- [Exercise directions]:
Copy the material word for word, from its first line through the line holding "xmin=0 ymin=342 xmax=1024 ymax=681", and include that line.
——
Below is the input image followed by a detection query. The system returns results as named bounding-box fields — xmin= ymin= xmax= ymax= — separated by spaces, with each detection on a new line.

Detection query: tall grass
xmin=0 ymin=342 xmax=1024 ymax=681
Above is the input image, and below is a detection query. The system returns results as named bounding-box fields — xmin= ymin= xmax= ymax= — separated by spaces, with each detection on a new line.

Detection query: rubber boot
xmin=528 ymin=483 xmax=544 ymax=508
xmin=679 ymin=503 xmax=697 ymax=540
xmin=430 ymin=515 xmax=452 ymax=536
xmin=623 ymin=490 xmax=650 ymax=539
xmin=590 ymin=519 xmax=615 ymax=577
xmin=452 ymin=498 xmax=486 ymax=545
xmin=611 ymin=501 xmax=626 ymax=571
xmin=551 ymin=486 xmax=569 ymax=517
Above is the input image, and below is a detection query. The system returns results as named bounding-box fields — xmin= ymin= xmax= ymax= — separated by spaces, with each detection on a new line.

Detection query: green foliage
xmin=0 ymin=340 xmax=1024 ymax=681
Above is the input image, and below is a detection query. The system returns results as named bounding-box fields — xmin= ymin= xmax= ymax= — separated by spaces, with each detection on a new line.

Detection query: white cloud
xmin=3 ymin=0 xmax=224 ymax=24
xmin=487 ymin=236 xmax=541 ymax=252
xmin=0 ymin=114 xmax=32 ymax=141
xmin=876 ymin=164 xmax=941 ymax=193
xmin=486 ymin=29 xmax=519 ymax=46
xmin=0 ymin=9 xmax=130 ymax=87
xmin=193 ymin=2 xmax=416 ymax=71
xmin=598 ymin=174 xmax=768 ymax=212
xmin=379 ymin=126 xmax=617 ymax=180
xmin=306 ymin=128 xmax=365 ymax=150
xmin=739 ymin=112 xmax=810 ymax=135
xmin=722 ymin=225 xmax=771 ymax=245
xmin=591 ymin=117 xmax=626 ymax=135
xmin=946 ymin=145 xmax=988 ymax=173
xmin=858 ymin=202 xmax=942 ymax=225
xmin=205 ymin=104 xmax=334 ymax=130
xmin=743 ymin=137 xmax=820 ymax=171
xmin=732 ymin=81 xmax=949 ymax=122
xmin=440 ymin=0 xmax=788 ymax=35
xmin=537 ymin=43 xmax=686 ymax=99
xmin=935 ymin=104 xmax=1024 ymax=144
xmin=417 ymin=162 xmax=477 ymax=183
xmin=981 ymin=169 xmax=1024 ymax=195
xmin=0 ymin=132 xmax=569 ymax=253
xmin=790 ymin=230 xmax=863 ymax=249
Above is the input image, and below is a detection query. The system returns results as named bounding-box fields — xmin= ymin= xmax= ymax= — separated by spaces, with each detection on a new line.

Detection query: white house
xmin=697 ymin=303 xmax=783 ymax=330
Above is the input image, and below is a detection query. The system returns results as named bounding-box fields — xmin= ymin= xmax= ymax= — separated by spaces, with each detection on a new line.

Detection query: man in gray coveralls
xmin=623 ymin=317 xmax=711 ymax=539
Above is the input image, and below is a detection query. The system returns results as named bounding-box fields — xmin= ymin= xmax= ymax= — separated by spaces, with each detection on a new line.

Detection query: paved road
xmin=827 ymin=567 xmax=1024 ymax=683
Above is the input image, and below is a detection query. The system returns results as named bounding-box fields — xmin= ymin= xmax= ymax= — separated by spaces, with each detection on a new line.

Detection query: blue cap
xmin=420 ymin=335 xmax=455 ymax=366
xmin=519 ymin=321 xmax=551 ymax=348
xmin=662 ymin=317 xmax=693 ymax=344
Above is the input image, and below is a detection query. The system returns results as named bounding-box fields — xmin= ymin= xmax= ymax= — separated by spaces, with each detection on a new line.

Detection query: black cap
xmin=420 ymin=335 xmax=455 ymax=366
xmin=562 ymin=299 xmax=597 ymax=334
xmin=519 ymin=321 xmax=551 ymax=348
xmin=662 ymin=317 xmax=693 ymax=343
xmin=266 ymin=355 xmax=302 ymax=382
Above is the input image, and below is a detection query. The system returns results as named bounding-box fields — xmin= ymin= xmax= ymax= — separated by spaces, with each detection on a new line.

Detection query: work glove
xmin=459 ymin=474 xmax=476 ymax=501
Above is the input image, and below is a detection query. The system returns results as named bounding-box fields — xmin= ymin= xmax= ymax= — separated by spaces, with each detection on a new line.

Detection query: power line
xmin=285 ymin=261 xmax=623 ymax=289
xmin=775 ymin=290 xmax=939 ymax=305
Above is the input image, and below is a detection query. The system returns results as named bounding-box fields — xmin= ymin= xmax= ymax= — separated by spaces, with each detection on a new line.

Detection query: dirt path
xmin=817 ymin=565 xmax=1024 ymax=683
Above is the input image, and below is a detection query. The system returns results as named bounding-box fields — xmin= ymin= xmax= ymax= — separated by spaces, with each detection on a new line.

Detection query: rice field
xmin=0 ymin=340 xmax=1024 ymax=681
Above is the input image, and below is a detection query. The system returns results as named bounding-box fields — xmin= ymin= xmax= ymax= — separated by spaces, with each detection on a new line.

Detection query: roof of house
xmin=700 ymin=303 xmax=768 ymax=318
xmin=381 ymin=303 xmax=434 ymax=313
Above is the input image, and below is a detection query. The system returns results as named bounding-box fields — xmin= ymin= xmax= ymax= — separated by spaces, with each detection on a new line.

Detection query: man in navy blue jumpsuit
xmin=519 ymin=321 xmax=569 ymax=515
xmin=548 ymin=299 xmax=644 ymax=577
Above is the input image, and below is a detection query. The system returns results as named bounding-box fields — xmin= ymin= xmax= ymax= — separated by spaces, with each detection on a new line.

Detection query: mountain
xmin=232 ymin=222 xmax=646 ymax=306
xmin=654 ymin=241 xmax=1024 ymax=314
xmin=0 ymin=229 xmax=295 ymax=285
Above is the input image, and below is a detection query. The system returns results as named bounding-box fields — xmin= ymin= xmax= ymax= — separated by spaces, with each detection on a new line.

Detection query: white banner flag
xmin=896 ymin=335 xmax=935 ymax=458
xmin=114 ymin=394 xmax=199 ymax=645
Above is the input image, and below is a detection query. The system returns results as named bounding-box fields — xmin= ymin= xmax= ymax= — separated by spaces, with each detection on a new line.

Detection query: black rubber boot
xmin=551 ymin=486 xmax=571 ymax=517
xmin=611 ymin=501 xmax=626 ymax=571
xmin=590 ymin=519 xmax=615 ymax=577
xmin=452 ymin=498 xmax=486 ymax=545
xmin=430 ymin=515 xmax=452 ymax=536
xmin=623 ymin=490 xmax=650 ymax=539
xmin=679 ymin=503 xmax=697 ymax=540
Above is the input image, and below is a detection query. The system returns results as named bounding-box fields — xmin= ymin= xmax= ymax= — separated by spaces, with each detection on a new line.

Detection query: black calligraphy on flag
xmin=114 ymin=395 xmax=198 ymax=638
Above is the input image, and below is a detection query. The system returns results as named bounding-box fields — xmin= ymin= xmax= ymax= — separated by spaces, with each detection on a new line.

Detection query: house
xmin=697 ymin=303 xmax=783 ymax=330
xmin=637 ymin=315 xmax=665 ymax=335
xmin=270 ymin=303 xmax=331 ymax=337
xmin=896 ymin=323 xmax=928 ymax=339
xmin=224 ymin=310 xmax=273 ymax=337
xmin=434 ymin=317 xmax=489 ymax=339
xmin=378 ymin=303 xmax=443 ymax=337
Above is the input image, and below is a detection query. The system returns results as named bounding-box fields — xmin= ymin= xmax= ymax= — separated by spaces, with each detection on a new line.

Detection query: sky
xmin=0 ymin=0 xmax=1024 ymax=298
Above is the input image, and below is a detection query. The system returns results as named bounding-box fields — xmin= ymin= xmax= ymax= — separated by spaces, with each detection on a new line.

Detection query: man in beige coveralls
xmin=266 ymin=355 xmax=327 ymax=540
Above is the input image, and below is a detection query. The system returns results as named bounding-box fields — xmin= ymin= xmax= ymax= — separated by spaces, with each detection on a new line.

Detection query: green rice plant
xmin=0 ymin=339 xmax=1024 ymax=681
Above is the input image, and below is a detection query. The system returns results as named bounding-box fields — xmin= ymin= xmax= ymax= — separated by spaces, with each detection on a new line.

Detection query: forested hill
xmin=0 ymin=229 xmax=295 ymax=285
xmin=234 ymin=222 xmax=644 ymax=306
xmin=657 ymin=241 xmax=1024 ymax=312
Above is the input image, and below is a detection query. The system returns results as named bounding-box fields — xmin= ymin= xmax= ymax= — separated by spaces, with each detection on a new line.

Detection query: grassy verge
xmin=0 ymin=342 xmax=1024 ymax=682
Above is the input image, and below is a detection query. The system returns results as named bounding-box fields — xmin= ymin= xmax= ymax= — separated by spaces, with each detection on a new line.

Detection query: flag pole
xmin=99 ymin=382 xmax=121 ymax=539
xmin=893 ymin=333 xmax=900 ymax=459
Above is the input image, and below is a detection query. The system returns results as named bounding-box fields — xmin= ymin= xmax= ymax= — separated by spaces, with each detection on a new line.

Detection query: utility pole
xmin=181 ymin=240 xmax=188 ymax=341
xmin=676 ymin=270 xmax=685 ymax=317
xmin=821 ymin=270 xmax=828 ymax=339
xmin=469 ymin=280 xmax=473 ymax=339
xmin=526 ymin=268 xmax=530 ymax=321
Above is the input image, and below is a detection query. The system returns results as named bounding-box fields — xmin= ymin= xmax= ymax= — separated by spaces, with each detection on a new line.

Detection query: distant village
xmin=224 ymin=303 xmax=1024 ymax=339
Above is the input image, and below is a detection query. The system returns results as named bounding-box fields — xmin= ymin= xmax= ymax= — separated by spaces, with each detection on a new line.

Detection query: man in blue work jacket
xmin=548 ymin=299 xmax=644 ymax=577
——
- [Result]:
Below is the input image followed by a detection query. The system returns results as named bounding-box fields — xmin= ymin= xmax= ymax= — separated by spaces, with each detection on a new line.

Detection query: tall grass
xmin=0 ymin=342 xmax=1024 ymax=681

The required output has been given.